*Exercícios*.
(A) No texto sobre a inteligência artificial, qual é o limite aproximado do cérebro humano?
(B) Transcreva do texto sobre a inteligência artificial o trecho que vai de "Ao longo da" até "da ciência económica.", inclusive.

*Fonte*.
╔══
Os avanços tecnológicos e o paradoxo da inteligência artificial

  • Paulo Monteiro Rosa
  • 9:00

Enquanto o cérebro humano está limitado a cerca de 1500 cm³, o de um humanoide praticamente não conhece limites, graças à capacidade de expansão na ‘nuvem’.

Ao longo da História da Humanidade, a tecnologia sempre contribuiu para a melhoria do bem-estar do ser humano. Apesar de muitas vezes ser injustamente associada ao aumento do desemprego, ela permitiu sempre enormes ganhos em lazer, saúde, educação, conhecimento e, em última análise, felicidade — que deve ser a verdadeira medida do sucesso económico e da maximização do bem-estar do ser humano, objetivo último da ciência económica.

Com a invenção da roda, por exemplo, aqueles que habitualmente carregavam a caça e os frutos silvestres perderam o seu trabalho. No entanto, surgiram novas atividades de maior valor acrescentado, como mais tempo para ensinar as crianças, para o lazer e para as artes. Cada avanço tecnológico aumenta a eficiência produtiva e liberta o ser humano de tarefas repetitivas, mais físicas ou perigosas, permitindo-lhe dedicar-se cada vez mais à criatividade, à reflexão filosófica e ao prazer de viver a vida.
╚══
*Linhas*.
╔══
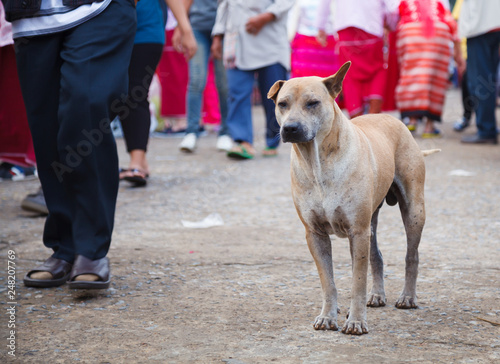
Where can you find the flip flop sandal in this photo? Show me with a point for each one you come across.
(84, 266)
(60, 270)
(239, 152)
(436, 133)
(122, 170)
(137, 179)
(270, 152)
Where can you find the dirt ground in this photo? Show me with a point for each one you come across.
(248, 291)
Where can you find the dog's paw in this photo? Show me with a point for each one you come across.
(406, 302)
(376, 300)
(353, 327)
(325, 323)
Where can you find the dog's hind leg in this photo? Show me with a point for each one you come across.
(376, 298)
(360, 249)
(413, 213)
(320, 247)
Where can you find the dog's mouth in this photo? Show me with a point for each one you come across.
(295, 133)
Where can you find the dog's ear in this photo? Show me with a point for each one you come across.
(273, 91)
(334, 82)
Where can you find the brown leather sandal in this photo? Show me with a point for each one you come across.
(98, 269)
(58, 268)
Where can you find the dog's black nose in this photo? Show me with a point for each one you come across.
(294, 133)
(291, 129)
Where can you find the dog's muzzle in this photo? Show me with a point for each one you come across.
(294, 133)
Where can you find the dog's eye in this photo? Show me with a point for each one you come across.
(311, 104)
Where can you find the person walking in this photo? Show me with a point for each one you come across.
╚══
*Respostas por exercício*.
(A) Cerca de 1500 cm³.

(B)
Ao longo da História da Humanidade, a tecnologia sempre contribuiu para a melhoria do bem-estar do ser humano. Apesar de muitas vezes ser injustamente associada ao aumento do desemprego, ela permitiu sempre enormes ganhos em lazer, saúde, educação, conhecimento e, em última análise, felicidade — que deve ser a verdadeira medida do sucesso económico e da maximização do bem-estar do ser humano, objetivo último da ciência económica.